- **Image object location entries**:
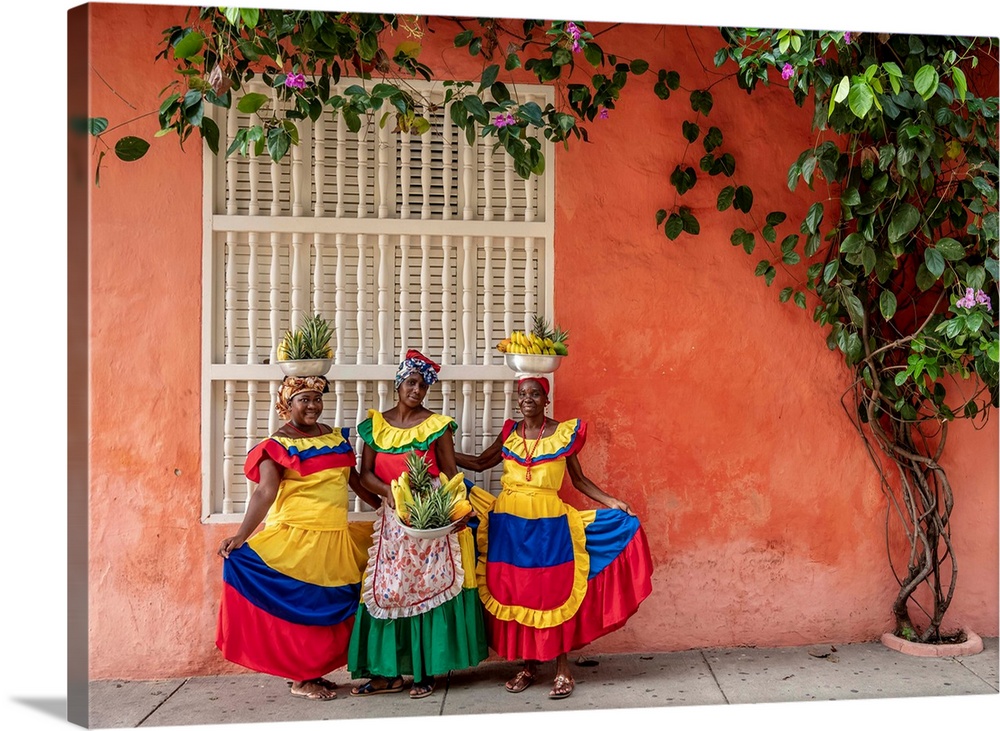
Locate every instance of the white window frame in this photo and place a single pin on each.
(308, 215)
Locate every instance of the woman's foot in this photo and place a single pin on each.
(422, 689)
(317, 689)
(562, 687)
(522, 681)
(379, 685)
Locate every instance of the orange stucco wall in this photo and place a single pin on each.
(713, 407)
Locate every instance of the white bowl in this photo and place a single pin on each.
(314, 367)
(428, 532)
(530, 363)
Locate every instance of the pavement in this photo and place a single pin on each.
(775, 682)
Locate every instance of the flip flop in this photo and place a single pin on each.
(422, 690)
(393, 685)
(562, 687)
(312, 695)
(520, 682)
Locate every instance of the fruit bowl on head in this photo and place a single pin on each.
(306, 367)
(531, 364)
(428, 533)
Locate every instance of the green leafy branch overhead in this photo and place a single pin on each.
(303, 56)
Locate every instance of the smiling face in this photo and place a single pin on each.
(412, 390)
(531, 398)
(306, 407)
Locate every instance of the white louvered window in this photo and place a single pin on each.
(401, 242)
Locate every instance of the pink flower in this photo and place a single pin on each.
(504, 119)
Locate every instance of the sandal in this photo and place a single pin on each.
(422, 690)
(320, 692)
(392, 685)
(562, 687)
(521, 681)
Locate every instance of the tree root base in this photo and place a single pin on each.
(973, 645)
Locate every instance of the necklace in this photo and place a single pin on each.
(291, 424)
(530, 453)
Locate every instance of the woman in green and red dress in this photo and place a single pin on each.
(420, 612)
(552, 578)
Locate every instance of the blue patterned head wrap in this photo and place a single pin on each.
(417, 362)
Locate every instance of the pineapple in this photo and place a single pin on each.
(309, 341)
(430, 505)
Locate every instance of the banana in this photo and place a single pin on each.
(401, 495)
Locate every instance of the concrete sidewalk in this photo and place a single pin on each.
(693, 678)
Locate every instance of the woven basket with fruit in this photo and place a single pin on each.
(426, 509)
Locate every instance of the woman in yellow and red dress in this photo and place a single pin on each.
(552, 578)
(290, 591)
(420, 613)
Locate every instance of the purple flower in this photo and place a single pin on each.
(504, 119)
(974, 297)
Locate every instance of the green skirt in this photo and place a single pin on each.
(449, 637)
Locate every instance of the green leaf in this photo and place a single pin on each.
(814, 218)
(743, 199)
(934, 262)
(251, 102)
(925, 81)
(868, 259)
(860, 99)
(130, 148)
(251, 16)
(489, 76)
(830, 271)
(887, 304)
(854, 308)
(96, 125)
(189, 45)
(950, 249)
(852, 244)
(961, 85)
(674, 227)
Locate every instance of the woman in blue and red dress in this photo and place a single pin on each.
(552, 578)
(290, 592)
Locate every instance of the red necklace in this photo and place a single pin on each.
(530, 453)
(294, 428)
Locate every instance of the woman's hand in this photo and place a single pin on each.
(229, 545)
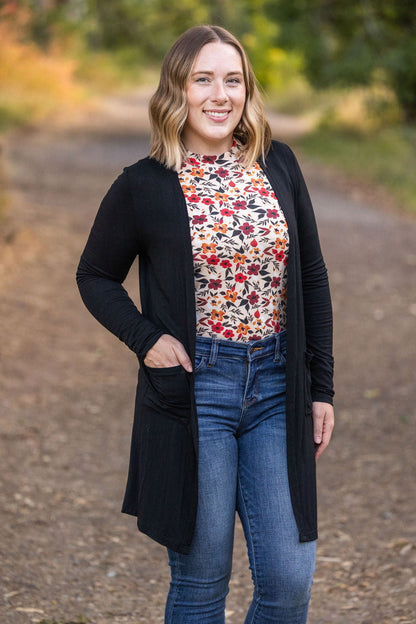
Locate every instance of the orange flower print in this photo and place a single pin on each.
(189, 189)
(231, 295)
(217, 315)
(239, 258)
(197, 172)
(209, 248)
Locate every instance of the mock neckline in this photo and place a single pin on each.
(230, 154)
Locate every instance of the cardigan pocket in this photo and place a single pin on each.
(169, 388)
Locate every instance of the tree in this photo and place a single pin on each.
(350, 43)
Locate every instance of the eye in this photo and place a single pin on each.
(234, 81)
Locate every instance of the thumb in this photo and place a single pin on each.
(183, 358)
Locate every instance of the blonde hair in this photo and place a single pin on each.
(168, 107)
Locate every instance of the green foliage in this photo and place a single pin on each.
(351, 43)
(386, 157)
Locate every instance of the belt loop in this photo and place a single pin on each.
(213, 352)
(277, 356)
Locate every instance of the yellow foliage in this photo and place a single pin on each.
(32, 82)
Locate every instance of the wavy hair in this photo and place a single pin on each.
(168, 108)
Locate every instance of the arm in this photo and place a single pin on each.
(110, 251)
(318, 314)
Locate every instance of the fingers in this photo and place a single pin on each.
(183, 357)
(323, 424)
(168, 352)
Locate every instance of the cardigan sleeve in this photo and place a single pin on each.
(112, 246)
(316, 293)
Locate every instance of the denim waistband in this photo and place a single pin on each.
(215, 347)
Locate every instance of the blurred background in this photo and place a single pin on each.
(348, 68)
(339, 80)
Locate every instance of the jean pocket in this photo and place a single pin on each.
(200, 362)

- **What you should do**: Transcribe the whole listing exactly. Pictures stay out of your copy.

- **Answer**:
Locate every instance of the white window frame in this photo and place a single pin on each.
(308, 215)
Locate every instance of the woman's foot in this photo and place a single pin on each.
(422, 689)
(317, 689)
(562, 687)
(522, 681)
(379, 685)
Locate every instance of the orange stucco wall in this photo and place a single pin on each.
(713, 407)
Locate every instance of the white bowl in this photo and place a single pin on each.
(314, 367)
(428, 532)
(530, 363)
Locate every instance of the pavement in this photo and place a single pin on each.
(775, 682)
Locate every instance of the flip flop in this photo and place a single pin on each.
(422, 690)
(393, 685)
(562, 687)
(312, 695)
(520, 682)
Locate every instance of the fruit bowl on head in this photo and place a single pin on each.
(306, 367)
(531, 364)
(428, 533)
Locate every instance of the green leafy branch overhead in this photo and place a single pin on each.
(303, 56)
Locate every instance of the smiling face in this photo and place a single pin on each.
(412, 390)
(531, 398)
(306, 407)
Locate every instance of the white louvered window in this photo and place a single pin on each.
(401, 242)
Locate every instance of the pink flower in this photo and place a single pin on each.
(504, 119)
Locate every instance of the sandal in this photo and place a single pin on each.
(422, 690)
(320, 692)
(392, 685)
(562, 687)
(521, 681)
Locate every instance of the tree root base in this photo and place a single pin on each.
(973, 645)
Locate every instance of the necklace in this photo and place a single pin on each.
(291, 424)
(530, 453)
Locate every instance of the woman in green and red dress in this photo and place a single pin on each.
(420, 612)
(552, 578)
Locate every instance of the blue patterned head wrap in this photo and place a single pin on each.
(417, 362)
Locate every instance of the pineapple in this photo and place a single pin on each.
(309, 341)
(430, 505)
Locate every instance of the banana in this photo and place a single pin on each.
(401, 495)
Locate every instance of the concrete sidewalk in this photo and place a single pin on each.
(693, 678)
Locate every instance of the woven basket with fruit in this photo and place a single pin on each.
(426, 509)
Locate every instance of the woman in yellow and red dress in this photo and place a single pin on each.
(552, 578)
(290, 591)
(420, 613)
Locate every instance of the purple flower in this photo and place a single pin on each.
(504, 119)
(974, 297)
Locate every instance of the green skirt in this photo and place a single pin on each.
(449, 637)
Locate every instance of the green leaf in this photo and place a single pin on each.
(814, 218)
(743, 199)
(934, 262)
(251, 102)
(925, 81)
(868, 259)
(860, 99)
(130, 148)
(251, 16)
(489, 76)
(830, 271)
(887, 304)
(854, 308)
(96, 125)
(189, 45)
(950, 249)
(852, 244)
(961, 85)
(674, 227)
Locate every instance of the woman in blue and red dress in this photo and place a single pin on each.
(552, 578)
(290, 592)
Locate every instance of the red necklace in this photo and place a single pin on each.
(530, 453)
(294, 428)
Locate every instance of the woman's hand in this photo and place a single pin on each.
(229, 545)
Locate every instance of the orange flower print in this photo and place a single pin on each.
(189, 189)
(231, 295)
(217, 315)
(239, 258)
(197, 172)
(209, 248)
Locate every instance of the mock neckline in this photo and place a single pin on each.
(230, 154)
Locate every instance of the cardigan pocket in this photo and place a single pin on each.
(169, 388)
Locate every instance of the tree in this photo and place a single pin on each.
(350, 43)
Locate every instance of the eye in this photo and place a single pin on each.
(234, 81)
Locate every instance of the thumb in this photo and place a single pin on each.
(183, 358)
Locate every instance of the blonde hair in this photo and place a single pin on each.
(168, 107)
Locate every instance of the green foliage in this photo and place a single pin on each.
(351, 43)
(386, 157)
Locate every instance of the belt loop in this photo and place a single pin on each.
(213, 352)
(277, 356)
Locate every instance of the yellow foliage in this photo and place a single pin on each.
(32, 82)
Locate every instance of the wavy hair in this photo and place a single pin on each.
(168, 108)
Locate every instance of the arm in this photo and place a single pin on each.
(110, 251)
(318, 314)
Locate every instance of the fingers in this photo and place a single pin on each.
(183, 357)
(323, 424)
(168, 352)
Locate every instance of the cardigan sleeve in this photo and place a single pin on each.
(112, 246)
(316, 293)
Locate every instance of the denim waistband in this photo and place a single pin on each.
(215, 347)
Locate every instance of the blurred background in this photo and place a single pin on each.
(348, 68)
(339, 80)
Locate every instance of the jean pocket in this photo and place a single pin on each.
(200, 362)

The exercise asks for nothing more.